## PROBLEM TO SOLVE
Print the text lines of the records below without changing a word, and leave the pictures out.

## SUPPLIED INFORMATION
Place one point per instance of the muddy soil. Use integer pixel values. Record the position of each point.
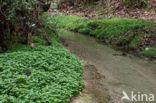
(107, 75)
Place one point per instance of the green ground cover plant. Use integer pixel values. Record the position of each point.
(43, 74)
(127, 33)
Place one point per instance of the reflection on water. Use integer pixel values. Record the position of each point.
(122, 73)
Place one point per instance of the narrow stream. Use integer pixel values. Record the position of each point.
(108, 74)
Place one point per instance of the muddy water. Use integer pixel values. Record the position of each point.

## COMPLETED TASK
Place one point per instance of the muddy soil. Use integer pixel values. Record the position of each point.
(107, 75)
Place one point per instance of the green ground cover plant. Use integer pixel values. Record the position of each point.
(43, 74)
(127, 33)
Place one point per instance of the reflection on water. Use integer pixel values. Record the position of each point.
(122, 73)
Place one point per instance of the narrow stream. Use integer pixel values. Record the position of each point.
(108, 74)
Place one point per instance of the muddy water. Use integer pixel values. Record the position of each point.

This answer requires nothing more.